Entries from a dataset:
══════════

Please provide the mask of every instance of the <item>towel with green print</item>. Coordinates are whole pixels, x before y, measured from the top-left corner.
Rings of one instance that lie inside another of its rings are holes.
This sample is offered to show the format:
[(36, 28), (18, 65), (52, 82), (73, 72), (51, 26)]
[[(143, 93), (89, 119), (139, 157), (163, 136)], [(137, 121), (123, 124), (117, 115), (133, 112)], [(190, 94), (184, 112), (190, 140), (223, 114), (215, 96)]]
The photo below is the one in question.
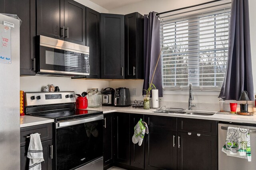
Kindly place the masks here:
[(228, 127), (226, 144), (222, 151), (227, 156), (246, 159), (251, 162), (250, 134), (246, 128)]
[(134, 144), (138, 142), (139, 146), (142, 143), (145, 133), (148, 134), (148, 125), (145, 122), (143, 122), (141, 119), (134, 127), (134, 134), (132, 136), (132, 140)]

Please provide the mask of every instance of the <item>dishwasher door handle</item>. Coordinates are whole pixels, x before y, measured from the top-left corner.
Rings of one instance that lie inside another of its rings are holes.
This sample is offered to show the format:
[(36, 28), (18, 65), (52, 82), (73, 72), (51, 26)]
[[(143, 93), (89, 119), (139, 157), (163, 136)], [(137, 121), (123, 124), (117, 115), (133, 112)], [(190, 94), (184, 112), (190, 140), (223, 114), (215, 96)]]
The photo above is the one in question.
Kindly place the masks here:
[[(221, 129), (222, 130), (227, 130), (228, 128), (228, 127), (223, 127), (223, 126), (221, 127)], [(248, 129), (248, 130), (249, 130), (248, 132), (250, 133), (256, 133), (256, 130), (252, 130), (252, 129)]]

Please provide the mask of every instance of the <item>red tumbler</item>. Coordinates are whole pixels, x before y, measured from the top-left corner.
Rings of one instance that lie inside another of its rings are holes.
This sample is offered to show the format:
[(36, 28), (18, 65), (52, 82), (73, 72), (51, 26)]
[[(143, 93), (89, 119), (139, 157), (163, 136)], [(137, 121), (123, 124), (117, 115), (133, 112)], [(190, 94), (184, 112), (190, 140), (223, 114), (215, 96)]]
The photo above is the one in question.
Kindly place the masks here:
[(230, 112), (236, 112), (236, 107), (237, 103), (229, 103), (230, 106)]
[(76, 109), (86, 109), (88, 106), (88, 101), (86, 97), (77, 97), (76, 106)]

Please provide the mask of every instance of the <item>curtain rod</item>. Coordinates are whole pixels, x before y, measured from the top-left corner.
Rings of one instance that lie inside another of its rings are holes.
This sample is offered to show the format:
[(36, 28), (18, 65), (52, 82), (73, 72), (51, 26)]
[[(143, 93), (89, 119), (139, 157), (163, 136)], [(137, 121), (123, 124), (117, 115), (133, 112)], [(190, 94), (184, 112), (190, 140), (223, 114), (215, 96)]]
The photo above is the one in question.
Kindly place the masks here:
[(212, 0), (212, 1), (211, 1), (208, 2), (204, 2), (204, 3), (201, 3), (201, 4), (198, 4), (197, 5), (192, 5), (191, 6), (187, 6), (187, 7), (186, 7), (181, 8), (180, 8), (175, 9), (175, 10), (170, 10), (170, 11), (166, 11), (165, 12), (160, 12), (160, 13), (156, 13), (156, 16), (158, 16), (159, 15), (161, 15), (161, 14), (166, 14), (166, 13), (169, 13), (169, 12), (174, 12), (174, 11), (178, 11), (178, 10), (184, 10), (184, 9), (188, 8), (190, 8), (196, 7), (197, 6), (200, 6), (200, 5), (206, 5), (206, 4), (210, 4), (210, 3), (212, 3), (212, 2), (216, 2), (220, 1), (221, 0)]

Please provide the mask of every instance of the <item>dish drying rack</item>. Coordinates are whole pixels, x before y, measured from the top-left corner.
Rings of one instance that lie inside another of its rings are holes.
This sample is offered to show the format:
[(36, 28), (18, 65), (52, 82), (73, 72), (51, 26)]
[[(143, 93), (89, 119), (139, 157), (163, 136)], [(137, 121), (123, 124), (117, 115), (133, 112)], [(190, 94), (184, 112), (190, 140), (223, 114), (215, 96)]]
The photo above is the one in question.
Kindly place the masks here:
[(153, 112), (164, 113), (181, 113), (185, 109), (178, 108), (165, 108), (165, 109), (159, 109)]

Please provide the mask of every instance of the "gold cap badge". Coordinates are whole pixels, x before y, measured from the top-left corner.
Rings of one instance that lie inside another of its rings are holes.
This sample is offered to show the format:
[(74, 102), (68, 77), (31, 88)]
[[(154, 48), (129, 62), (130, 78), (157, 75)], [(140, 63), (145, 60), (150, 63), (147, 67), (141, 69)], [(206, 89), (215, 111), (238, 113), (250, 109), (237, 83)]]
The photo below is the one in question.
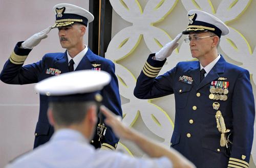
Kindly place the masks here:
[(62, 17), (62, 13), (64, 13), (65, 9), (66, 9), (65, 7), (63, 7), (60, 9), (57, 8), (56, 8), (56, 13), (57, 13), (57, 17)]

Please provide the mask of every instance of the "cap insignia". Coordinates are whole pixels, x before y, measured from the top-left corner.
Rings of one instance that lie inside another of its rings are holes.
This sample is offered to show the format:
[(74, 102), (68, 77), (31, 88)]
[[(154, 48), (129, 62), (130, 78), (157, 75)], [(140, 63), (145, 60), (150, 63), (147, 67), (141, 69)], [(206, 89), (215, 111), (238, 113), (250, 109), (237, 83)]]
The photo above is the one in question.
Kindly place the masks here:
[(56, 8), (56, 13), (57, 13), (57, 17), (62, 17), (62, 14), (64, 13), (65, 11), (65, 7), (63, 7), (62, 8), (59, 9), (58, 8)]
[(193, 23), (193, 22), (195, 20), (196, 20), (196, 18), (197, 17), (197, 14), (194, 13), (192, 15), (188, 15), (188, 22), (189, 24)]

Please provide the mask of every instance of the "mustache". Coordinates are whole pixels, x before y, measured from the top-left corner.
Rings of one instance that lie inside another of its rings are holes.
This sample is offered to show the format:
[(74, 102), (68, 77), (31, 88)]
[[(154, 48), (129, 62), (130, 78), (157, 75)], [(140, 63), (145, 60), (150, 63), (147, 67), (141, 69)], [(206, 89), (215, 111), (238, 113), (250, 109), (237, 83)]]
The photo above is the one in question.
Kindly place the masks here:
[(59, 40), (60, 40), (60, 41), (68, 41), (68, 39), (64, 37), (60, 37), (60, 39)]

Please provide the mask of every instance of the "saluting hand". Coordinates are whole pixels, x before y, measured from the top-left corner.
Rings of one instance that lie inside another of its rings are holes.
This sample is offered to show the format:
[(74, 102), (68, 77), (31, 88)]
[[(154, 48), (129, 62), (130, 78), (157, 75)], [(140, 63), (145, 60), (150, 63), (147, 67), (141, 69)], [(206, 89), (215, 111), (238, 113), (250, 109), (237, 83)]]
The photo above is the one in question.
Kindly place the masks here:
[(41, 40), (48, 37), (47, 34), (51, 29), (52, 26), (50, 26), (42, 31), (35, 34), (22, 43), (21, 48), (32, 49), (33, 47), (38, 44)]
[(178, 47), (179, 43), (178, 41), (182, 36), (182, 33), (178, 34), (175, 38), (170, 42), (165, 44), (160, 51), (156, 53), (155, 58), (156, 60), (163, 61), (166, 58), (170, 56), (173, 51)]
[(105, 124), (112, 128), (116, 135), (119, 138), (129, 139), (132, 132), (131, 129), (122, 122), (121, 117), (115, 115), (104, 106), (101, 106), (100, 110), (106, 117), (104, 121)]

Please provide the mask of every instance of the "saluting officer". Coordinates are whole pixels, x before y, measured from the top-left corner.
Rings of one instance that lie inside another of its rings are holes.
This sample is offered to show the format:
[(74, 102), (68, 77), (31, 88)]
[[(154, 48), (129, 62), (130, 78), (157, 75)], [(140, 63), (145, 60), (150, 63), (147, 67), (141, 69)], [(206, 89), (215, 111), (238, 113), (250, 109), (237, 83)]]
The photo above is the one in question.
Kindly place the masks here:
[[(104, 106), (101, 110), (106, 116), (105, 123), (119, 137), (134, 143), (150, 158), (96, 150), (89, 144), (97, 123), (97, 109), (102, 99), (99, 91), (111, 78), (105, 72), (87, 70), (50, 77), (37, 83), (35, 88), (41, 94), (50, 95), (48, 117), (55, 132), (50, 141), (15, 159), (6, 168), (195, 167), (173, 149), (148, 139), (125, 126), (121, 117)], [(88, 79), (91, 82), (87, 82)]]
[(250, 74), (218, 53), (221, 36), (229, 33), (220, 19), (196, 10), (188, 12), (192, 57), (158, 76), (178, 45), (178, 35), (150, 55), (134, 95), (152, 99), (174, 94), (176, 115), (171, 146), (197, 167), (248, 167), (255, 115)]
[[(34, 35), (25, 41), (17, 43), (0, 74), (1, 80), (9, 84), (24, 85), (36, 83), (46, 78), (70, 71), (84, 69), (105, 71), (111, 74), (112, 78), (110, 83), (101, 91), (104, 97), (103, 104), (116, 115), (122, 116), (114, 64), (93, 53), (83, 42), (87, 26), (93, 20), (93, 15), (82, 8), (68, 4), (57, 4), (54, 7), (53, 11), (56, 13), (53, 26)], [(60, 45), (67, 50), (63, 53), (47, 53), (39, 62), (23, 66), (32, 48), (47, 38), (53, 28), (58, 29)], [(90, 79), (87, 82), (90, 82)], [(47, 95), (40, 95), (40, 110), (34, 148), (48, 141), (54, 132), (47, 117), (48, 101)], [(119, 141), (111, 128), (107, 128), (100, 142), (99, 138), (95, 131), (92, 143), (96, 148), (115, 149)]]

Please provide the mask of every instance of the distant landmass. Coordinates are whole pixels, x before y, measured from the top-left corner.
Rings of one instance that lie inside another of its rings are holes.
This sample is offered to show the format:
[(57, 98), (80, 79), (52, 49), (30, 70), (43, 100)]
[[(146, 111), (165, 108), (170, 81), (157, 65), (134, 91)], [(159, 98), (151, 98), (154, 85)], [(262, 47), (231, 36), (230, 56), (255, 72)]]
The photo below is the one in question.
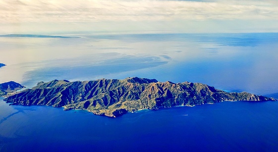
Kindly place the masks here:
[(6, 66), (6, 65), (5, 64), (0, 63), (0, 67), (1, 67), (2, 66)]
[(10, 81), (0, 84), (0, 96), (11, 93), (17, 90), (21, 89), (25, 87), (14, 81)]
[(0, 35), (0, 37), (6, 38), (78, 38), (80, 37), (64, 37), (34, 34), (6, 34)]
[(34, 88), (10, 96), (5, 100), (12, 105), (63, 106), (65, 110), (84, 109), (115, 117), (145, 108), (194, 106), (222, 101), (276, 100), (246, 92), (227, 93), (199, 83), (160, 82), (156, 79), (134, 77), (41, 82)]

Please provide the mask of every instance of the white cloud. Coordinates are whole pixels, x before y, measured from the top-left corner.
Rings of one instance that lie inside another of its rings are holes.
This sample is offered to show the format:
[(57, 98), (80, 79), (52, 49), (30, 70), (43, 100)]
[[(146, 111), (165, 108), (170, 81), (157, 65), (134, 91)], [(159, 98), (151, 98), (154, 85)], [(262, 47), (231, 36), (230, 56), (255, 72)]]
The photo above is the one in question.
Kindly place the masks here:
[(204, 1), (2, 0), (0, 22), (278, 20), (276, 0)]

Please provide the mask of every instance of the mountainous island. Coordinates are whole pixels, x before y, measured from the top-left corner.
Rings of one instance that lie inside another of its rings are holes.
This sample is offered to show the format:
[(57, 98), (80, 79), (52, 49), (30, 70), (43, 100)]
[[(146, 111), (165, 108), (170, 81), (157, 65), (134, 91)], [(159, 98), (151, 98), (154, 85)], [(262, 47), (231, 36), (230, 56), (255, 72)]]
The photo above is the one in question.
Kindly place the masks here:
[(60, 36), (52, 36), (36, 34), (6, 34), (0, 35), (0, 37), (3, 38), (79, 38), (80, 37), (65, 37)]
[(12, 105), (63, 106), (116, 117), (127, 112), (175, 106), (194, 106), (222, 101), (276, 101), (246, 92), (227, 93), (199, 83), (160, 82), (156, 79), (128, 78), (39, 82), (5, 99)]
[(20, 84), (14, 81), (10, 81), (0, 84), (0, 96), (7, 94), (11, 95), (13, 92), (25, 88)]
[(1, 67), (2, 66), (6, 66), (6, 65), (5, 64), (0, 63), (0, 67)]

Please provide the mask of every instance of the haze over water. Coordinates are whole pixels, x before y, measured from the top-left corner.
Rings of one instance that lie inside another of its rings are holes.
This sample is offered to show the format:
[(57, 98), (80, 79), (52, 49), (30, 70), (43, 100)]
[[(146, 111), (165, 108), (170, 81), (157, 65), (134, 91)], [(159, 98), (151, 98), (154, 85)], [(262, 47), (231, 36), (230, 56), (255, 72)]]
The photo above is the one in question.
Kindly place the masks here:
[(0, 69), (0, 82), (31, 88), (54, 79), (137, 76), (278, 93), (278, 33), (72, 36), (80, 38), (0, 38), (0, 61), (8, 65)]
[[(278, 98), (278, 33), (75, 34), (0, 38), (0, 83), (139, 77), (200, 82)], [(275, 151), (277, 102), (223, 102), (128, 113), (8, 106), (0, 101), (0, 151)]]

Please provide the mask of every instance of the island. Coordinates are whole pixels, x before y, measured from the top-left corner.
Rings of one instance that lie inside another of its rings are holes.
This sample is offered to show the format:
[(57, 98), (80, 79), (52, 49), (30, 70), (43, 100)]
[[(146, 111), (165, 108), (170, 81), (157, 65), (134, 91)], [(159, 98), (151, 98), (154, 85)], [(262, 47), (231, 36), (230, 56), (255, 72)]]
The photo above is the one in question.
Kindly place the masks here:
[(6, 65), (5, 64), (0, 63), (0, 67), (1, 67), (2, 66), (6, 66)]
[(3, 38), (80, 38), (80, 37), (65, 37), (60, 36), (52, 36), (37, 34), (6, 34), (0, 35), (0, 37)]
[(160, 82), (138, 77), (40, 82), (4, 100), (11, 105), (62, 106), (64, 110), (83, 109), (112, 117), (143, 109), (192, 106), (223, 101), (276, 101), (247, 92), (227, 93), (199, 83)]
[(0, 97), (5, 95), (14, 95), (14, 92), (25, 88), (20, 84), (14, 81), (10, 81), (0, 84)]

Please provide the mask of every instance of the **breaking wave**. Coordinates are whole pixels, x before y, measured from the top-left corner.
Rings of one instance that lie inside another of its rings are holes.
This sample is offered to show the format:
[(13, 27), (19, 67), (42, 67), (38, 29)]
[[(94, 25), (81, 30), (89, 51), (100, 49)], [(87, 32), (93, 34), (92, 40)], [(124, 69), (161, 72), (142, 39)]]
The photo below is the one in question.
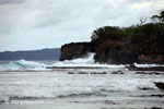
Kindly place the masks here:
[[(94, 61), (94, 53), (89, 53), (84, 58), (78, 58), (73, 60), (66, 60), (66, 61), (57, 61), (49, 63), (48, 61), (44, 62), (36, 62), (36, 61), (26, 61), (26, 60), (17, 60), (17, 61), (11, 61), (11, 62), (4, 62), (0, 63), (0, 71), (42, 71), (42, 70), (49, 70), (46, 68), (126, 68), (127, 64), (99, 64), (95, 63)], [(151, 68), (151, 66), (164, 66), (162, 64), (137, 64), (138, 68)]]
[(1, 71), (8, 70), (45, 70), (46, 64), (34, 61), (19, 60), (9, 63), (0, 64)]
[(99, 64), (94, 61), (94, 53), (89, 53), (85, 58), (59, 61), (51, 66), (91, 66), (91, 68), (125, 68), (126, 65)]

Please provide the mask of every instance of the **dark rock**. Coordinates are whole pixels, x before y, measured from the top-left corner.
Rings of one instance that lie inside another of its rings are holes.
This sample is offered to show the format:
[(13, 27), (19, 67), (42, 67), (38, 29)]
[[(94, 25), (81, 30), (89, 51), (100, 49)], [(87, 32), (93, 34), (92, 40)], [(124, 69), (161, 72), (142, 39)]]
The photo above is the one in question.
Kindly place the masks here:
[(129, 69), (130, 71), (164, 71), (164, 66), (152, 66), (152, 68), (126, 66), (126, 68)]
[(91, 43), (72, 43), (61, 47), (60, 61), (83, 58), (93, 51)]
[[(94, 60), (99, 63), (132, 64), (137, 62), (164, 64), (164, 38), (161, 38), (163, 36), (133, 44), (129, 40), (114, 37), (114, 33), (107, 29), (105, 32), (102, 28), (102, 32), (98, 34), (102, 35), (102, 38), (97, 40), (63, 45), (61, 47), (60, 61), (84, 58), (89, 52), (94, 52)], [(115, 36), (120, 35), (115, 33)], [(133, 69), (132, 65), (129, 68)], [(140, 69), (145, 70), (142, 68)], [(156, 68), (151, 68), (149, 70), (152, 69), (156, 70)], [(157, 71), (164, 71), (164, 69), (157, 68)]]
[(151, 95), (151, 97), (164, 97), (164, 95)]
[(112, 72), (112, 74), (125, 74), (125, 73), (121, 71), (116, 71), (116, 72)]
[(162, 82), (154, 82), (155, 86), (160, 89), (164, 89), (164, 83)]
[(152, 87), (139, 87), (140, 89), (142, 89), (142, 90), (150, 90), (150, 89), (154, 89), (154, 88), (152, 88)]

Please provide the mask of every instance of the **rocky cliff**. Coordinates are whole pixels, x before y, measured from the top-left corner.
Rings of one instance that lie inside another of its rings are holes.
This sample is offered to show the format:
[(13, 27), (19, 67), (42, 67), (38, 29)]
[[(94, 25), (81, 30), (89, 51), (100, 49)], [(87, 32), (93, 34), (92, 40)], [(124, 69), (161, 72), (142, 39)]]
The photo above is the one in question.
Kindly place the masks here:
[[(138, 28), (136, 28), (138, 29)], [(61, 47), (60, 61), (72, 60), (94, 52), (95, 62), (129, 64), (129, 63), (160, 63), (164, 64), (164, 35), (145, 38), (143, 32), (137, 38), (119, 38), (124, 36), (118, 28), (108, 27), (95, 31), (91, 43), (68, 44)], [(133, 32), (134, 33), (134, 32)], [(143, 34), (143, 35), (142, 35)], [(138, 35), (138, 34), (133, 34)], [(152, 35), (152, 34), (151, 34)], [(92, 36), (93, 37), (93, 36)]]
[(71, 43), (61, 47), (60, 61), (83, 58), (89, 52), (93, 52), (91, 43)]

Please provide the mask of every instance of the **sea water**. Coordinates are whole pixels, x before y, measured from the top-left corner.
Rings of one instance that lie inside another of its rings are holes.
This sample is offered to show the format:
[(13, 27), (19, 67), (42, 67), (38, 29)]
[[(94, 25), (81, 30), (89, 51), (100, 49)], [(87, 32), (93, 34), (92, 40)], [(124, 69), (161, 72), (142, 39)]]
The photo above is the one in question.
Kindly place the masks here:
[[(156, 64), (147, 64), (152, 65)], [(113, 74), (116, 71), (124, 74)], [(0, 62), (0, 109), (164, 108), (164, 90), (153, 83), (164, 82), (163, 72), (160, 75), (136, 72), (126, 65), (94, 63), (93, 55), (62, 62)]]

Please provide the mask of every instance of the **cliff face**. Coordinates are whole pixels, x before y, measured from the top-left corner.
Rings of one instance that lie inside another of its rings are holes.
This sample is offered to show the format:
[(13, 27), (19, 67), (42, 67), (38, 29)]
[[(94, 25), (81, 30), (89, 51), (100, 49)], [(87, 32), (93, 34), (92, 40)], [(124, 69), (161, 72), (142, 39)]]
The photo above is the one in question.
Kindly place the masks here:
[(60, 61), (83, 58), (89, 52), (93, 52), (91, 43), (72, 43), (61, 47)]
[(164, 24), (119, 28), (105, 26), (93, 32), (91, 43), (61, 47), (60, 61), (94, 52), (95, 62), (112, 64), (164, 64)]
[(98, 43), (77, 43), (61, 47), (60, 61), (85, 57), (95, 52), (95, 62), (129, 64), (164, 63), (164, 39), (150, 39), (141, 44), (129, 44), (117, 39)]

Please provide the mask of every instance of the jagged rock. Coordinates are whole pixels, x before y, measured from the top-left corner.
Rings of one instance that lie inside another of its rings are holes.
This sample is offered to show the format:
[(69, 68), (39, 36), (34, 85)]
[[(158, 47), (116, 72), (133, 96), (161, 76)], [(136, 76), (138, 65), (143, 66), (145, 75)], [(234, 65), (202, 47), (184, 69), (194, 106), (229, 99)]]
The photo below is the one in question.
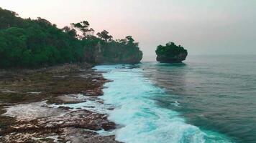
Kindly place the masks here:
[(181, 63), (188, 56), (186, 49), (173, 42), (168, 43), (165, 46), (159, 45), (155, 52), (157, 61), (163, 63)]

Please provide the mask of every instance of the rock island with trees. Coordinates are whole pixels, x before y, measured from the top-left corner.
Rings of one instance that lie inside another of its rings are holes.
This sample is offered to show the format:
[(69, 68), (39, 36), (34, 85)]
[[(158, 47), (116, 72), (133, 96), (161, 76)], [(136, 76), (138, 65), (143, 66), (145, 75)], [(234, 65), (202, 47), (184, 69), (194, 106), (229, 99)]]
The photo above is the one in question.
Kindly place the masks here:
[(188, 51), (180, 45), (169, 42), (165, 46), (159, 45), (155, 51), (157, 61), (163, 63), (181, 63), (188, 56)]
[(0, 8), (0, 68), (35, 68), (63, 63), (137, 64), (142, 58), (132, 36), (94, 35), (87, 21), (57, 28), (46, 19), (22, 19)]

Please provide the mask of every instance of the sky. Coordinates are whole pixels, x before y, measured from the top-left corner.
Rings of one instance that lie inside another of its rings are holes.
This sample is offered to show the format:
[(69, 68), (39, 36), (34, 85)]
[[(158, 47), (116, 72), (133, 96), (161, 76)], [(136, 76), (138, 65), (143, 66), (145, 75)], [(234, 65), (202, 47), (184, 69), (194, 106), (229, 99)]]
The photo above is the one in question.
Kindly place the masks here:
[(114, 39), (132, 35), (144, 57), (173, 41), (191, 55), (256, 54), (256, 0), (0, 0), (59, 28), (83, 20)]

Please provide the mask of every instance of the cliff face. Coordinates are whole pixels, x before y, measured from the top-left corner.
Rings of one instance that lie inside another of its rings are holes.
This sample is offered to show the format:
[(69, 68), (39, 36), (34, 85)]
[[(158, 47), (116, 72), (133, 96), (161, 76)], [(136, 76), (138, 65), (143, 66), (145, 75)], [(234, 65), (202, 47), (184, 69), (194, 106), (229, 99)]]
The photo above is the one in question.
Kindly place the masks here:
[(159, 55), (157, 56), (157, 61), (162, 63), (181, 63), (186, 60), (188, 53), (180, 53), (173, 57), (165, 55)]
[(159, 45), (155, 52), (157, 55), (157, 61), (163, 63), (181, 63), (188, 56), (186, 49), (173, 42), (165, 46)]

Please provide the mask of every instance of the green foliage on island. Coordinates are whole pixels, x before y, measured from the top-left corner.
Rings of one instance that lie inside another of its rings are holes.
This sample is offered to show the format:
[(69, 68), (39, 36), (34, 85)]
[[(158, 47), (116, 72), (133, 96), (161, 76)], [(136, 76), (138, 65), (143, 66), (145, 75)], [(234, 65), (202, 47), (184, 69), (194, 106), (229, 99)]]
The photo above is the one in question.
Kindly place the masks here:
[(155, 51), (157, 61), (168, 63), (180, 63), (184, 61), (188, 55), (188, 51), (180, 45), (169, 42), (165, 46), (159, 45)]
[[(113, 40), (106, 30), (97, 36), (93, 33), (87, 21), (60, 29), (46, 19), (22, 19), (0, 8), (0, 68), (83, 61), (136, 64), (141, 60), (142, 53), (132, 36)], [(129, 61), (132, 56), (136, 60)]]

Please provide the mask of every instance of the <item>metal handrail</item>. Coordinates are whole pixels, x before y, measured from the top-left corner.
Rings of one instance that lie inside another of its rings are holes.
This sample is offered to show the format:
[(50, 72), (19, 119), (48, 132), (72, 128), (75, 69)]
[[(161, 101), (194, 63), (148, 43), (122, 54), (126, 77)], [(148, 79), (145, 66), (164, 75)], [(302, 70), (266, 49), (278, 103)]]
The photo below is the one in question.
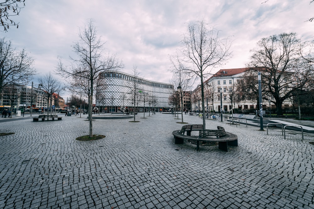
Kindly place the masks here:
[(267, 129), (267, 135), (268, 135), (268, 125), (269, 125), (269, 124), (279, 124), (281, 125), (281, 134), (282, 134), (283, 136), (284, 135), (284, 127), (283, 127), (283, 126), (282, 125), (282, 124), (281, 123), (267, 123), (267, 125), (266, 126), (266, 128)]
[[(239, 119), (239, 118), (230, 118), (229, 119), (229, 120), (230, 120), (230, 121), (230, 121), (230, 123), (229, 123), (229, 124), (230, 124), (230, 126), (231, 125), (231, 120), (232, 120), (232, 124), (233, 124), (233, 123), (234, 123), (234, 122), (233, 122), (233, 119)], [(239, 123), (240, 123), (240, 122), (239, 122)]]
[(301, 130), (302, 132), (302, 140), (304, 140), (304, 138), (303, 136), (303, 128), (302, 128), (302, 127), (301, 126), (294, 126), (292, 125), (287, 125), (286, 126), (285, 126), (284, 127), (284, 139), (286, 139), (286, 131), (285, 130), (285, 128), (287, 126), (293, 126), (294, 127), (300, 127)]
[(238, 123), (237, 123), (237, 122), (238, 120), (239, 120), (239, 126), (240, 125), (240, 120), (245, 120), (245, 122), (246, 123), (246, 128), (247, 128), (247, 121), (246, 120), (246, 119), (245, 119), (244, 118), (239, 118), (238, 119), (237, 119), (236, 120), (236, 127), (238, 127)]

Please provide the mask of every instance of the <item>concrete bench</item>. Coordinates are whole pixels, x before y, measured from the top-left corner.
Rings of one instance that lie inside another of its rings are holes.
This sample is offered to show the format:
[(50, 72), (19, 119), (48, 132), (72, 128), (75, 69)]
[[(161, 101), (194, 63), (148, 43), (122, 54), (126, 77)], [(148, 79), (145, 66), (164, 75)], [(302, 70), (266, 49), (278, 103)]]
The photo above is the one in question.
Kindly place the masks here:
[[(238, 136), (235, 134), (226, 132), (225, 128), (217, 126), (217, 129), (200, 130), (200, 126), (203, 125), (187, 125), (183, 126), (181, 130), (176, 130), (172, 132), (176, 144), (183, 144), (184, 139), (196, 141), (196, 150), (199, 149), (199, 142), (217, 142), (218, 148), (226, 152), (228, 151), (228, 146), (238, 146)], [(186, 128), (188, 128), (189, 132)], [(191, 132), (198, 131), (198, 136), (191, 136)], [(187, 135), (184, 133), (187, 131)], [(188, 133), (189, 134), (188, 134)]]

══════════

Reproduce the material, beginning at the line that contains "Please provide the mask of every instance of the haze" and stopping after the line that contains "81), (0, 84)]", with both of those lines included. Leave the requests and their format samples unchanged, but multiply every coordinate in the answers by 0.95 and round each result to a whole number, rounding halves up.

Please provide the mask of every instance of the haze over water. Coordinates are whole pixels, x before y, measured from the top-left corner.
Rings of one instance that lie inside another of its rings are holes.
This sample is offered to show the format:
[(57, 98), (80, 79), (52, 49), (30, 70), (43, 100)]
[[(146, 111), (165, 108), (170, 81), (157, 65), (134, 91)], [(159, 98), (151, 98), (154, 85)], [(262, 47), (231, 36), (230, 56), (255, 72)]]
The photo above is the one in question.
Kindly place the masks here:
[(0, 66), (0, 78), (29, 84), (51, 75), (130, 72), (264, 88), (264, 31), (68, 34), (76, 36), (0, 36), (0, 58), (8, 62)]
[[(264, 93), (264, 31), (71, 32), (0, 36), (0, 79), (132, 73), (190, 78)], [(261, 143), (263, 97), (212, 97), (122, 107), (8, 101), (0, 96), (0, 143)]]

Please provide the mask of every instance of the island. Coordinates are whole pixels, x before y, measured from the top-left corner.
Rings of one instance that lie inside another of its rings are holes.
This sample is offered to show the format:
[(57, 98), (80, 79), (52, 49), (30, 70), (43, 100)]
[[(146, 111), (165, 108), (170, 81), (157, 65), (134, 91)], [(159, 98), (151, 98), (154, 85)], [(262, 47), (231, 36), (230, 56), (255, 72)]]
The photo above is the one in question.
Kindly place the masks here:
[(6, 62), (5, 61), (0, 60), (0, 64), (1, 64), (2, 63), (6, 63)]
[(3, 36), (76, 36), (76, 35), (62, 35), (57, 34), (49, 34), (35, 32), (6, 32), (0, 33), (0, 35)]
[(152, 78), (131, 73), (38, 78), (4, 95), (10, 100), (59, 101), (61, 105), (79, 104), (106, 111), (136, 104), (182, 101), (212, 96), (262, 96), (235, 87), (216, 88), (189, 79)]
[(0, 92), (5, 90), (13, 90), (13, 87), (24, 84), (19, 80), (13, 77), (10, 77), (0, 80)]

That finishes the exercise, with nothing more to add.